## Texto
Mario
Szichman
“En esta grandiosa época, que
yo conocí
cuando era así de pequeña; que
volverá a ser pequeña siempre
y cuando
quede tiempo suficiente para
ello...
En esta grandiosa época no
esperen de
mí más palabras, excepto
aquellas
destinadas a evitar que el silencio
sea mal interpretado”.
Karl Kraus
En
Rogue Male, Geoffrey Household narra
la historia de un hombre que intenta asesinar a Adolf Hitler, y es capturado
por los guardias del líder nazi. El protagonista es torturado hasta quedar
reducido prácticamente a pulpa, y luego arrojado por un barranco para que
muera. Afortunadamente, cae en medio de un lodazal, que atempera el impacto de
la caída del cuerpo.
Pero
el barro no sólo sirve para evitar su muerte. El barro se convierte primero en
su placenta, luego en su caparazón. Y así el protagonista logra renacer a
partir de sus heridas.
Los
principales personajes de la novela de José Ruivary Hombres de Barro (La alternativa de Harry), desde ese improbable
héroe que es Harry Vegas, hasta sus secuaces, subordinados y superiores,
parecen compartir esa cualidad incierta del protagonista de Rogue Male. Se trata de seres a medio
camino entre la carne y su disolución total.
El
barro parece constituir su elemento, del mismo modo en que el clima de Piura
parece amasarlos en el lodo. Todos ellos luchan, ¡Y cómo luchan! Y aunque están
condenados al fracaso, al menos una cualidad los destaca: nunca se resignan.
UNA
NARRATIVA JADEANTE
No
conozco muchos novelistas que pongan tanta carne, tanta piel, y tantos huesos
para explicar un proyecto de fracaso político. El aprismo en el Perú, como
otros movimientos populistas en América Latina, ha surgido entero de la cabeza
de un caudillo y ha sido enjaezado luego en el llano –y especialmente en la
clandestinidad– con arrebatos teóricos de una izquierda que ha olvidado la
elegancia polémica de un Marx, de un Bielinsky, de una Rosa Luxemburgo, o de un
Gramsci, y se ha hecho acrítica y mesiánica.

## Consignas del ejercicio
#1 Enumera los pensadores que el texto menciona como ejemplos de la elegancia polémica que olvidó la izquierda.
#2 Reproduce literalmente el pasaje del texto que va desde "En esta grandiosa época no" hasta "caída del cuerpo.", incluidos ambos.
El material no interviene en nada de esto.

## Registros almacenados
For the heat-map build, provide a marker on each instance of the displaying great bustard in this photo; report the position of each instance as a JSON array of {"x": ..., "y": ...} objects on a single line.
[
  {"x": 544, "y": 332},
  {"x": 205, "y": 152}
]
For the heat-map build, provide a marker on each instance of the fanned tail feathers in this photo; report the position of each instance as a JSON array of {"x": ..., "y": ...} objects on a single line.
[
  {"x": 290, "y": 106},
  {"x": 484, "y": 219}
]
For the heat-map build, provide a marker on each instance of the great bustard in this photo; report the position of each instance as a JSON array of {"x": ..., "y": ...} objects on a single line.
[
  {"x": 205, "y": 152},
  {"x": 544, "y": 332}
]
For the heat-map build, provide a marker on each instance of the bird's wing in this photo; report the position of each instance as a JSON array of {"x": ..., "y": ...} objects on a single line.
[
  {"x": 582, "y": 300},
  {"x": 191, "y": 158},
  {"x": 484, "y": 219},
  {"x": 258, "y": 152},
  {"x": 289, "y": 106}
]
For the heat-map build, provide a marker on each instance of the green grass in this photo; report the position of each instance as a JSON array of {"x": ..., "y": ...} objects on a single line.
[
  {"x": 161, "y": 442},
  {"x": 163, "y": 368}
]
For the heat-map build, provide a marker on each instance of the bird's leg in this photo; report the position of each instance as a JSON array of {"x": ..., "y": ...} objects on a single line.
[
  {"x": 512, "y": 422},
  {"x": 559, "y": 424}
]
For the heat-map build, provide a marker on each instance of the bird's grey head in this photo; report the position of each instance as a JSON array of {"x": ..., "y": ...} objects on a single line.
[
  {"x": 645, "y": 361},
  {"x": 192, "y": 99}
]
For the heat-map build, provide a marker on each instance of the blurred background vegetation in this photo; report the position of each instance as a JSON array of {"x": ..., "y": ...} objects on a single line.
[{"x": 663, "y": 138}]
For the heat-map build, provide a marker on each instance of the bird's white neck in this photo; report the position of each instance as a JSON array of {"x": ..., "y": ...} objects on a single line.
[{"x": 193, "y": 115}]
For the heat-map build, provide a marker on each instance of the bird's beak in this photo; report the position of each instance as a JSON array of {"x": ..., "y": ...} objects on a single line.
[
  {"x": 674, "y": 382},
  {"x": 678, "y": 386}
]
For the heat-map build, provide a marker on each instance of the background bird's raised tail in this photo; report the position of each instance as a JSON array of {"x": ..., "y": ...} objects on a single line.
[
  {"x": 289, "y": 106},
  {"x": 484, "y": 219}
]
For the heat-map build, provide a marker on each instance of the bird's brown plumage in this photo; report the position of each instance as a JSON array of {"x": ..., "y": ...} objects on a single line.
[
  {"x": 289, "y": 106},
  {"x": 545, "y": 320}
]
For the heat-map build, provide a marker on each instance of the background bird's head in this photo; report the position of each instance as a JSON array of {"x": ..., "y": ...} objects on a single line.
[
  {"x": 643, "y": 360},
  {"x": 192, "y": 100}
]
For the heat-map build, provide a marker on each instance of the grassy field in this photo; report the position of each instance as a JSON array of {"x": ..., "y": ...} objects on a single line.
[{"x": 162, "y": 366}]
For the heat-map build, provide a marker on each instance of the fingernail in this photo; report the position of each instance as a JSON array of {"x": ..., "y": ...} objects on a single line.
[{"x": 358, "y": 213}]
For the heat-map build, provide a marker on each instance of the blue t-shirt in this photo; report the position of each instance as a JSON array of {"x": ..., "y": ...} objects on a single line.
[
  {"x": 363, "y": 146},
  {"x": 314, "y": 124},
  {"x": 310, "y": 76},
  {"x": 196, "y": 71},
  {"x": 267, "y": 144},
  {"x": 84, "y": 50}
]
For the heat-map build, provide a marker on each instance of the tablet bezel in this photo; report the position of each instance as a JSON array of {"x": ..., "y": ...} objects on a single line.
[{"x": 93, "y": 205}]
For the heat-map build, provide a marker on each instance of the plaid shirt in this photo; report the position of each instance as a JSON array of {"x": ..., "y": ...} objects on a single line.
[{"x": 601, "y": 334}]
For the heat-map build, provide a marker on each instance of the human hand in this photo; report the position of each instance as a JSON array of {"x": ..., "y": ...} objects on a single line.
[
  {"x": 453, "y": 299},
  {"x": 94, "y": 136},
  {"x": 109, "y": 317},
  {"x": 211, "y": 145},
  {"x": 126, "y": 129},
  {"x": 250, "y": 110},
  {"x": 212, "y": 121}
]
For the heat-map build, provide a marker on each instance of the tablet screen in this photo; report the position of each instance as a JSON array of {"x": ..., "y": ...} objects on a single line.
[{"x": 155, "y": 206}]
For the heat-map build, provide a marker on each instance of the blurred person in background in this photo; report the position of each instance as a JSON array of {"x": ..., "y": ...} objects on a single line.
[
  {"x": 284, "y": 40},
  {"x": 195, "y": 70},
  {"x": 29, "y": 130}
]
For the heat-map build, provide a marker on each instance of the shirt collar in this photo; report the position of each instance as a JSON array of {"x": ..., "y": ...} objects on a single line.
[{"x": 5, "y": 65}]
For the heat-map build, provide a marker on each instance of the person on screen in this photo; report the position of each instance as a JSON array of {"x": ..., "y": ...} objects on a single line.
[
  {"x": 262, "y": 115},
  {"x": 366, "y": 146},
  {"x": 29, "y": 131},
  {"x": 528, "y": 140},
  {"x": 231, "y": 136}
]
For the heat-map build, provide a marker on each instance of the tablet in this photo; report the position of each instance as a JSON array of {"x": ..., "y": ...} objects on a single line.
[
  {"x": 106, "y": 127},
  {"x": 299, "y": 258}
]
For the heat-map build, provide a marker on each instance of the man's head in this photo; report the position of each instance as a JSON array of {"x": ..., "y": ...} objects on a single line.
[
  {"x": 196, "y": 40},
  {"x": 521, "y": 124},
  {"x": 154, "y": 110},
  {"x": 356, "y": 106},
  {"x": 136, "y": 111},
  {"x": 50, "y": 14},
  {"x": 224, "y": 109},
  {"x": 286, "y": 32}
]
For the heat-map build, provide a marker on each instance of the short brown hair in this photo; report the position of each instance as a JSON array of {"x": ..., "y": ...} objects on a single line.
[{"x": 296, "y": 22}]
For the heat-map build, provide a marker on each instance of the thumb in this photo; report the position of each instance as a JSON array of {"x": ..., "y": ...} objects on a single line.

## Respuestas del ejercicio
#1 Marx, Bielinsky, Rosa Luxemburgo y Gramsci.

#2
En esta grandiosa época no
esperen de
mí más palabras, excepto
aquellas
destinadas a evitar que el silencio
sea mal interpretado”.
Karl Kraus
En
Rogue Male, Geoffrey Household narra
la historia de un hombre que intenta asesinar a Adolf Hitler, y es capturado
por los guardias del líder nazi. El protagonista es torturado hasta quedar
reducido prácticamente a pulpa, y luego arrojado por un barranco para que
muera. Afortunadamente, cae en medio de un lodazal, que atempera el impacto de
la caída del cuerpo.